* _Problem_
Skip the pictures and repeat each line of the data exactly.

------------

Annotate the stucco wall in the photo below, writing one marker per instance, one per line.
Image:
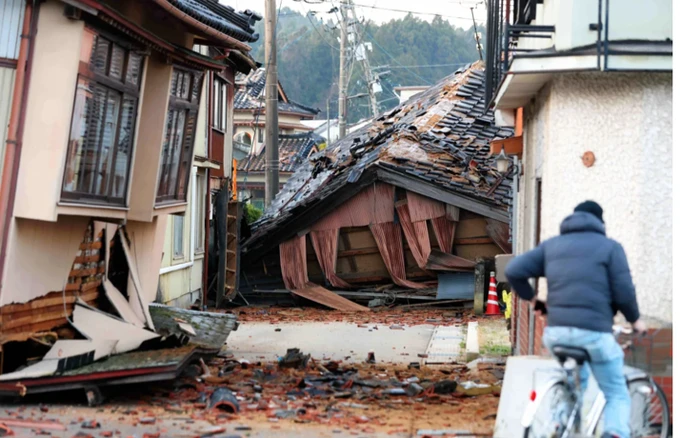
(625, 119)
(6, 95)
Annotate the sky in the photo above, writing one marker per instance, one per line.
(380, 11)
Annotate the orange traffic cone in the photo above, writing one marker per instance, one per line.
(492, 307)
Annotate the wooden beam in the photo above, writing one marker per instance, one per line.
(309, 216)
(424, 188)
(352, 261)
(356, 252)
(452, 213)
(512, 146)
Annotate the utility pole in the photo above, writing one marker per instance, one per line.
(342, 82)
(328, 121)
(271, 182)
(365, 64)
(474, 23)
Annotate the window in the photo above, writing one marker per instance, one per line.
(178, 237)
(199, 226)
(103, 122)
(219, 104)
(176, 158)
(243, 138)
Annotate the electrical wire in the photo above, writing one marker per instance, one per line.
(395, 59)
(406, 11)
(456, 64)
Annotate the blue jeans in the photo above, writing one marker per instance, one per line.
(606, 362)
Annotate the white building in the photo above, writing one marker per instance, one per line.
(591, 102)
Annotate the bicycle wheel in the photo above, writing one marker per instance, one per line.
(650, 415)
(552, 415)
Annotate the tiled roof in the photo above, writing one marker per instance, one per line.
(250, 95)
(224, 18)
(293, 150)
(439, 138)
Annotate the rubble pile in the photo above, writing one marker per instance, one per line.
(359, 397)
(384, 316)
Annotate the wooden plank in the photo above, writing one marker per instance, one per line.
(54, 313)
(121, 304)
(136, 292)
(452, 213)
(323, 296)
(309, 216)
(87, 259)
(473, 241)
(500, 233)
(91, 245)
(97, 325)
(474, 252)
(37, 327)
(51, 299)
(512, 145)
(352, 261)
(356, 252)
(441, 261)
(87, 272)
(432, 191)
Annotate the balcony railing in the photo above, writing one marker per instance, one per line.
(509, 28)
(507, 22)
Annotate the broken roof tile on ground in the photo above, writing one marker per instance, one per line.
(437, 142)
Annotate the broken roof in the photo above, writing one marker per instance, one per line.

------------

* _Written solution_
Annotate the stucco wall in the photo below, writing one marker per instance, one per line.
Image:
(625, 119)
(6, 95)
Annotate the sky in the photo above, writing one marker per instance, one per line.
(380, 11)
Annotate the orange traffic cone in the photo above, writing one marker per instance, one per line.
(492, 307)
Annotate the wooden beam in the photo above, writing one marker per instance, one per line.
(309, 216)
(424, 188)
(352, 261)
(356, 252)
(452, 213)
(512, 146)
Annotate the utility pole in the photo above, writing one marker per instance, one per line.
(342, 82)
(328, 121)
(271, 182)
(365, 64)
(474, 23)
Annotate the window in the photo above, writing one marker per instance, one per line.
(178, 237)
(199, 226)
(103, 122)
(219, 104)
(176, 158)
(243, 138)
Annotate the electrical wire in the photo above, writing one marker per instance, one per line.
(395, 59)
(406, 11)
(456, 64)
Annotate the blue jeans in the photo above, writing one marker per instance, one per line.
(606, 362)
Annotate the white building in the photo above, writing one marker per instance, one per line.
(591, 102)
Annotate the bicycle wheel in the photo above, writing one marker per instance, one per line.
(650, 415)
(552, 415)
Annotate the tiled roof in the photo above, writing one marker per instance, one per line.
(250, 95)
(224, 18)
(293, 150)
(439, 138)
Annotate the rubble pile in the photo above, writing one marker per instance, one per line.
(359, 397)
(384, 316)
Annotate the wooden plank in the photo above, writing one marker per instance, one per line.
(54, 313)
(121, 304)
(136, 292)
(452, 213)
(323, 296)
(309, 216)
(87, 259)
(473, 241)
(500, 233)
(91, 245)
(97, 325)
(474, 252)
(37, 327)
(51, 299)
(512, 145)
(352, 261)
(356, 252)
(441, 261)
(87, 272)
(432, 191)
Annotate the balcony railing in the photo above, writing one marker per instance, one per line.
(509, 28)
(507, 22)
Annotate the broken roof tile on ground in the photo above, writing one marker per instance, one per line.
(437, 142)
Annotate the broken roof in the photo above, writing one marker per instance, one per line.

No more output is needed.